Object position labeling entries:
________

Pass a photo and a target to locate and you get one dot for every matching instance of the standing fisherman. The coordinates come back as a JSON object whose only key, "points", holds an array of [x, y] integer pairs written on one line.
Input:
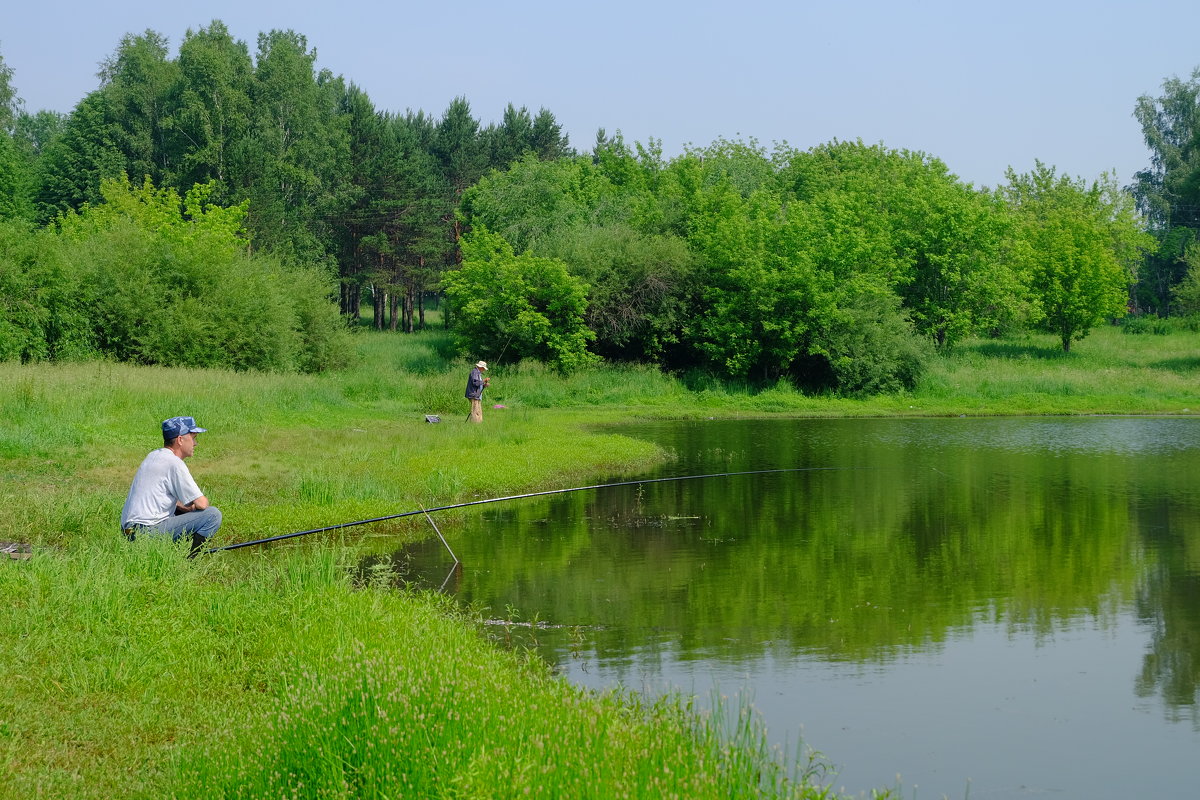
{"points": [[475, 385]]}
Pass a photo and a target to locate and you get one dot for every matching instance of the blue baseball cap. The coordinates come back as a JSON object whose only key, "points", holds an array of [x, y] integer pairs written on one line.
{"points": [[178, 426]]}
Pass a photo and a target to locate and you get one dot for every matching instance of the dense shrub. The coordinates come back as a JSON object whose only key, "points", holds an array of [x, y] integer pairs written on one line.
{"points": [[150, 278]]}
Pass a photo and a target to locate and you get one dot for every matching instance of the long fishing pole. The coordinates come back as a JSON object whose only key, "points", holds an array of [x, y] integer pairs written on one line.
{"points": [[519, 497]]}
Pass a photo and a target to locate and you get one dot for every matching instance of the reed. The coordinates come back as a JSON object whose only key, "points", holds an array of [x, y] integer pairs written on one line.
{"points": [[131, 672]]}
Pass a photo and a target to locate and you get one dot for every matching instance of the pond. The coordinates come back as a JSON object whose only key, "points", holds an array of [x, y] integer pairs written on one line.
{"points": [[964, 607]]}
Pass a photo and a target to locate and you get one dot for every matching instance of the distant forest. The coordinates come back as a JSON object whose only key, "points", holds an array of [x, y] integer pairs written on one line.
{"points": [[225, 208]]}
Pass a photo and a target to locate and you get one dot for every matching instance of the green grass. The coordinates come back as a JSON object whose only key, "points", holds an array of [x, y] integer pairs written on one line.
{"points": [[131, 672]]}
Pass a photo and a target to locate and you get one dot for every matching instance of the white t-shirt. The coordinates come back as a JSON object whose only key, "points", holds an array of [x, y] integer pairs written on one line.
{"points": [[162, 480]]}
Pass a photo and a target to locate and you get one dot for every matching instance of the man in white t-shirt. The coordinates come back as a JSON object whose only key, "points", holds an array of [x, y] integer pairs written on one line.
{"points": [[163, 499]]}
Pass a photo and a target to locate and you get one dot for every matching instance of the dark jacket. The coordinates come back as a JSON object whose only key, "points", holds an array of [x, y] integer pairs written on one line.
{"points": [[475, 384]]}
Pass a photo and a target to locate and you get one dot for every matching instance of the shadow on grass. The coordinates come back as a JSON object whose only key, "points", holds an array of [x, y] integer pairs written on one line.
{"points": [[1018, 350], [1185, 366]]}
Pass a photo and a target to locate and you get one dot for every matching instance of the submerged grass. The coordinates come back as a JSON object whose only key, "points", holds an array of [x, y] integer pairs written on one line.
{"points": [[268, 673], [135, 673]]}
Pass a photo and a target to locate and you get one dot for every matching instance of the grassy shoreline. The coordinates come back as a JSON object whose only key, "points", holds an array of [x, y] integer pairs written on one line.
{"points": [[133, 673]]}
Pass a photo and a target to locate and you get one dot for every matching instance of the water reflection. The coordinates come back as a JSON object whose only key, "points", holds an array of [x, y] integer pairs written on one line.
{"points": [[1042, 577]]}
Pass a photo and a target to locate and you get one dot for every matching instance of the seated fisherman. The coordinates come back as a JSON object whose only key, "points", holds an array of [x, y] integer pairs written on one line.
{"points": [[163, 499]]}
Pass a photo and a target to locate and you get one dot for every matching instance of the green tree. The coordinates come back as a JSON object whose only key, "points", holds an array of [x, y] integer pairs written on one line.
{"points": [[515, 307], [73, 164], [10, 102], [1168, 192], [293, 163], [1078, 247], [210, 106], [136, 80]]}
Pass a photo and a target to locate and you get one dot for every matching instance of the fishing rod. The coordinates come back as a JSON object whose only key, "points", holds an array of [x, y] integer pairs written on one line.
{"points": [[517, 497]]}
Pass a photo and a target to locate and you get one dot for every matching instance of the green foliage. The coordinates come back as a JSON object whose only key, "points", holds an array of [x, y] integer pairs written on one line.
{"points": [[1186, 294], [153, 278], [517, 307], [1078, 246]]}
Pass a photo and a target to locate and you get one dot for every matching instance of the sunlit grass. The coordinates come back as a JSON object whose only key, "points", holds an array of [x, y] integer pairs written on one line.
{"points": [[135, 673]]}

________

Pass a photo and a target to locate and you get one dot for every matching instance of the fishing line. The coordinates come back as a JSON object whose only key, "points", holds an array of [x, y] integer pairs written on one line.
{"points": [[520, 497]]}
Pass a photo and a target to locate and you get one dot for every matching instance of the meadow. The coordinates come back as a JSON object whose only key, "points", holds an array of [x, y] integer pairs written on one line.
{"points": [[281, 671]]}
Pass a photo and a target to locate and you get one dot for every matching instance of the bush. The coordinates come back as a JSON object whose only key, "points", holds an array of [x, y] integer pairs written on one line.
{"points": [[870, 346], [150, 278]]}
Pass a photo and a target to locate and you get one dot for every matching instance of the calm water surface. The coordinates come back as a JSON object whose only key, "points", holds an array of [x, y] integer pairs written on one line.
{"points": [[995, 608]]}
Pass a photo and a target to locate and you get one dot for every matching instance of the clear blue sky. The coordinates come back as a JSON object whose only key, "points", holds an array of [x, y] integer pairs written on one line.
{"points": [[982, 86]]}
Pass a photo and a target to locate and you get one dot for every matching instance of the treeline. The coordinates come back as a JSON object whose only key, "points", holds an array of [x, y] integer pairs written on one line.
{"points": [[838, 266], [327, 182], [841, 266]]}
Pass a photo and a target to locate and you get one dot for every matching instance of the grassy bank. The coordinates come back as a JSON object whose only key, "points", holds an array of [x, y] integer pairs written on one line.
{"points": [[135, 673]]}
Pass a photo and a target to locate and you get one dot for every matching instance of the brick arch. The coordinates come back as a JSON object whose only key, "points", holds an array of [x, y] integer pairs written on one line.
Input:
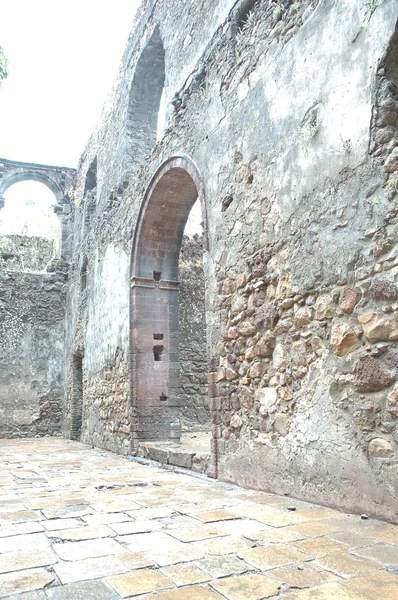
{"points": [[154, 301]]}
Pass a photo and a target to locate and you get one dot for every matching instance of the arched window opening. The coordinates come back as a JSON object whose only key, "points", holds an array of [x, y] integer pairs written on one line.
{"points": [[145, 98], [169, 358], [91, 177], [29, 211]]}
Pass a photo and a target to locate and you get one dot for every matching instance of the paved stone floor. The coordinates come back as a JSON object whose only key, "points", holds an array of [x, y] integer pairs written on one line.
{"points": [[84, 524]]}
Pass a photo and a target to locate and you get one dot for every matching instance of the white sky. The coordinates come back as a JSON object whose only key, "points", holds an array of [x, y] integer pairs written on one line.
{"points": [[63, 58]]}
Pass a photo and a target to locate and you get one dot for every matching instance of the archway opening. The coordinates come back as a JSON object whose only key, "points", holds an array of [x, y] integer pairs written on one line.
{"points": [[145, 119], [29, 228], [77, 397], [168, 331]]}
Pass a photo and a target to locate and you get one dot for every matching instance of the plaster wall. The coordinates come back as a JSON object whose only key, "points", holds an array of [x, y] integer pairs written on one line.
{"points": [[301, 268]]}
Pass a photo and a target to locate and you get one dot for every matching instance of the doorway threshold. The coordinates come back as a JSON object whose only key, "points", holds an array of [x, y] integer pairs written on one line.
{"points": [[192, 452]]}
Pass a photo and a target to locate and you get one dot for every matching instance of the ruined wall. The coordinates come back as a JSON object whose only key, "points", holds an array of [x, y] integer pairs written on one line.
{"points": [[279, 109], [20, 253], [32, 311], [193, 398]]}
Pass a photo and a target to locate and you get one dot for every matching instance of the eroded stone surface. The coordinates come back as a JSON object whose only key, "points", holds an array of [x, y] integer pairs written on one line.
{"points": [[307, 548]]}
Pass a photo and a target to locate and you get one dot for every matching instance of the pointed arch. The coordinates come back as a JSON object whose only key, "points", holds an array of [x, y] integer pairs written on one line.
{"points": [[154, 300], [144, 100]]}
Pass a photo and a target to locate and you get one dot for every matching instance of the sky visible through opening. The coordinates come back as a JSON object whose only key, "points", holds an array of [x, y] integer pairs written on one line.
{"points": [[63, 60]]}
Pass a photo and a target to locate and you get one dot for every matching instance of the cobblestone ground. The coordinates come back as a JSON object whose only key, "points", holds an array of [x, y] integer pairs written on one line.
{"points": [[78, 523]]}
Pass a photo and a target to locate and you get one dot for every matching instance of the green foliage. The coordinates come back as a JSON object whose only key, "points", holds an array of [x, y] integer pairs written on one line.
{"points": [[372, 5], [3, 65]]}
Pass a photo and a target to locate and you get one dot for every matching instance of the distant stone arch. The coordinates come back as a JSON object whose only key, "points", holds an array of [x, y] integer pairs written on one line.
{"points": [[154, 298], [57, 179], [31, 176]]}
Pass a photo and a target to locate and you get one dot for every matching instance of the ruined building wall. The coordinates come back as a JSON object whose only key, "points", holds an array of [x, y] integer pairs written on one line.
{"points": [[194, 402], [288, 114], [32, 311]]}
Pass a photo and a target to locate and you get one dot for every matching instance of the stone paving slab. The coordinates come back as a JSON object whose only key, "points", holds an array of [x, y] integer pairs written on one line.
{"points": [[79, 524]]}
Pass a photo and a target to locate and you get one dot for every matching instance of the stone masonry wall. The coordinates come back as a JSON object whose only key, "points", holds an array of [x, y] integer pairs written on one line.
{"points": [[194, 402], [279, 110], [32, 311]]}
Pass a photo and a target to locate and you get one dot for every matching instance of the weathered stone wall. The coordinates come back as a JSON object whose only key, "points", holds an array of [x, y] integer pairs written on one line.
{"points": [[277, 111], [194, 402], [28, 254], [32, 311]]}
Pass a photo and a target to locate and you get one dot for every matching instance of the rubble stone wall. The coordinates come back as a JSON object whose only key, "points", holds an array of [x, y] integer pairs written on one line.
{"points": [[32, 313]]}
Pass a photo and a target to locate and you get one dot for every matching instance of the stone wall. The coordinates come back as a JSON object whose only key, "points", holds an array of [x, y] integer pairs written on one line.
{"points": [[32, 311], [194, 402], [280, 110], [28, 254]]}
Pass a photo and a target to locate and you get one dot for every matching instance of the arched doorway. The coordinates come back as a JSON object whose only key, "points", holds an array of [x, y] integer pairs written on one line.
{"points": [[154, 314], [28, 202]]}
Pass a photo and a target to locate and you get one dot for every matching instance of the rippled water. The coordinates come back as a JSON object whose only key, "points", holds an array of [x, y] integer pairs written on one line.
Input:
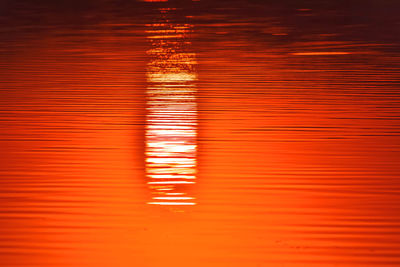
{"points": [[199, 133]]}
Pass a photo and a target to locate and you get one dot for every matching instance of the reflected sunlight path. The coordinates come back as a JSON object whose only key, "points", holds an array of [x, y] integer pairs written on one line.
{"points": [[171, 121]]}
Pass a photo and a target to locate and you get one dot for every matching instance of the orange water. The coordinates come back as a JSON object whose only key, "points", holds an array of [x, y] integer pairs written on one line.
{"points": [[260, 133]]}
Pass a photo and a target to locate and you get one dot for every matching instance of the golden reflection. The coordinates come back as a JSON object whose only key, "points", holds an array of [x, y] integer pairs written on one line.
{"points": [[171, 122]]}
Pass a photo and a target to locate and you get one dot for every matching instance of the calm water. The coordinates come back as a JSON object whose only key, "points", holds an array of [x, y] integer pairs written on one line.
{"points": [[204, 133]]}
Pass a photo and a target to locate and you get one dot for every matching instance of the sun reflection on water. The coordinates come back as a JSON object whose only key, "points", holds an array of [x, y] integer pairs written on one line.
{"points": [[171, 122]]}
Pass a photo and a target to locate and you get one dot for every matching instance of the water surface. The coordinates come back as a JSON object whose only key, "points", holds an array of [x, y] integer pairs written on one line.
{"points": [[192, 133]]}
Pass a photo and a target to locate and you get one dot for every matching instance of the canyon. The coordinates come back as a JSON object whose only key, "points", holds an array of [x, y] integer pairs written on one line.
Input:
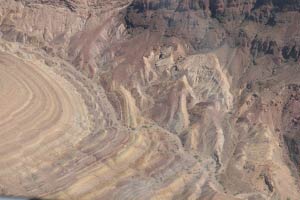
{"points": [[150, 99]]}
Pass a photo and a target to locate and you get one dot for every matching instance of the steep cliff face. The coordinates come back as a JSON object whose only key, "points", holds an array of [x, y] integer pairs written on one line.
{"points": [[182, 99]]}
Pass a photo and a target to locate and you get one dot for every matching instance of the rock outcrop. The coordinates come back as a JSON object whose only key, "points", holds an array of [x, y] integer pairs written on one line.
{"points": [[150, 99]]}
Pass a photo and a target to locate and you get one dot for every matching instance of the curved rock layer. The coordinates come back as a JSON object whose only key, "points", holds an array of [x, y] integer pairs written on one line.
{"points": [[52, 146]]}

________

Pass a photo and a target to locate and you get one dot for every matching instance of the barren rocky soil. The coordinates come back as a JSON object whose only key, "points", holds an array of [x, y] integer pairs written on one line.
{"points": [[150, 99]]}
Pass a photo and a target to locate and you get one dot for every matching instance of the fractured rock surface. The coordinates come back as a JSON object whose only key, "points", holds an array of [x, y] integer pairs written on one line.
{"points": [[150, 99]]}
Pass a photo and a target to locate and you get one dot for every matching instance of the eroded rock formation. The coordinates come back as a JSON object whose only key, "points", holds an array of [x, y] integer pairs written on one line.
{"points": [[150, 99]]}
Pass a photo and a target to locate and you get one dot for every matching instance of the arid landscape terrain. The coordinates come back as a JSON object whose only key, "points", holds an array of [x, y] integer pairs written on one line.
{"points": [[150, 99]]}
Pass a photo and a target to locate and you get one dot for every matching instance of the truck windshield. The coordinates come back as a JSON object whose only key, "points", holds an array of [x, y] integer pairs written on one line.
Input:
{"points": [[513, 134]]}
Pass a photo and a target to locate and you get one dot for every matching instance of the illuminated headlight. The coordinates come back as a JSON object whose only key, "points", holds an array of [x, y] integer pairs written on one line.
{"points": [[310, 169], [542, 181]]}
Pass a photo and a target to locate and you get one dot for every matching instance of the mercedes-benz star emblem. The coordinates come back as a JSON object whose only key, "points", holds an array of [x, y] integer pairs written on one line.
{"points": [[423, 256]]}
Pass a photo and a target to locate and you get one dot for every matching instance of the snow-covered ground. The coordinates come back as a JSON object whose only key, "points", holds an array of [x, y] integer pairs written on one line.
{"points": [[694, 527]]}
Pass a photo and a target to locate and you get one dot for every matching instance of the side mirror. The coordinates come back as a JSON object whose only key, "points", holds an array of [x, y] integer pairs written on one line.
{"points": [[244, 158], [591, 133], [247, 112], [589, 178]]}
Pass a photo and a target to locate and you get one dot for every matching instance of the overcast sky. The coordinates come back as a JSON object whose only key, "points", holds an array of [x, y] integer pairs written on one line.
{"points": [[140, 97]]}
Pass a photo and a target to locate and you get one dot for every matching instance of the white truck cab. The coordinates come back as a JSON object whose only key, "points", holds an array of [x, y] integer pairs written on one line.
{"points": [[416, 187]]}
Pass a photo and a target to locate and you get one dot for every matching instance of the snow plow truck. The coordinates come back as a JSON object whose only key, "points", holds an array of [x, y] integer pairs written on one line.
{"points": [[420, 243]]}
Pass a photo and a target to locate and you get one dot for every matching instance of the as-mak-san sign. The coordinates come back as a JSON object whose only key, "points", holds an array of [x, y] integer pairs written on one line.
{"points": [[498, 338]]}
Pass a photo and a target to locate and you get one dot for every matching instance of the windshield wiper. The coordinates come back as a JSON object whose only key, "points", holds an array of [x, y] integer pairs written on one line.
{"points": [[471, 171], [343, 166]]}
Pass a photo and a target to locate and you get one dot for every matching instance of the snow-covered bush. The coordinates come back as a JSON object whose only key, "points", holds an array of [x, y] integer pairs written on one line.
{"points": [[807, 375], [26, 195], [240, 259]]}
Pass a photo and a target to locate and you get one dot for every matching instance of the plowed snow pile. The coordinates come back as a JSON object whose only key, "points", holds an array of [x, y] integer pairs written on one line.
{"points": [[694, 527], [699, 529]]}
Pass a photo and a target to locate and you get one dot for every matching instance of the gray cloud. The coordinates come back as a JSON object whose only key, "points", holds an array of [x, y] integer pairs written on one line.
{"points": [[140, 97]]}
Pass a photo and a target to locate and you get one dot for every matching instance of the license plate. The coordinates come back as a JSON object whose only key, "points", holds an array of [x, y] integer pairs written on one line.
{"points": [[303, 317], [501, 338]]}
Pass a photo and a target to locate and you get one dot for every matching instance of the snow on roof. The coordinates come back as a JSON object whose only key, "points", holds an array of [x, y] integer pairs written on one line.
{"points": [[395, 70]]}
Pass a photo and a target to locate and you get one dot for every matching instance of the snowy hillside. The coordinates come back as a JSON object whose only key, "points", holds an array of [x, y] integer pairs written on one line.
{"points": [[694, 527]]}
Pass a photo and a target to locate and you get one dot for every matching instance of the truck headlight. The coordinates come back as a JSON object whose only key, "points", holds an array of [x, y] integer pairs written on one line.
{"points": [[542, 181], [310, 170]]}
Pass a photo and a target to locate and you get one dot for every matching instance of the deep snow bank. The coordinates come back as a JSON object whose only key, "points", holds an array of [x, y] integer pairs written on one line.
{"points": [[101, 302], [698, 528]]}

________

# SET PROBLEM
Show each line in the rows above that contains the word "arched", copying every such line in full.

# SOLUTION FOR THIS TASK
Pass a photo and a target to locate and you get one dot for every matching instance of the arched window opening. The coordinates come back as a JSON object whose only key, "points", holds an array of [x, y] integer pairs written on one line.
Pass a photo and a target to locate and you get one dot for every matching instance of the arched doorway. The coordinates come back as a JSON object whose only key, "points", holds an array of [x, y] integer pairs written on one line.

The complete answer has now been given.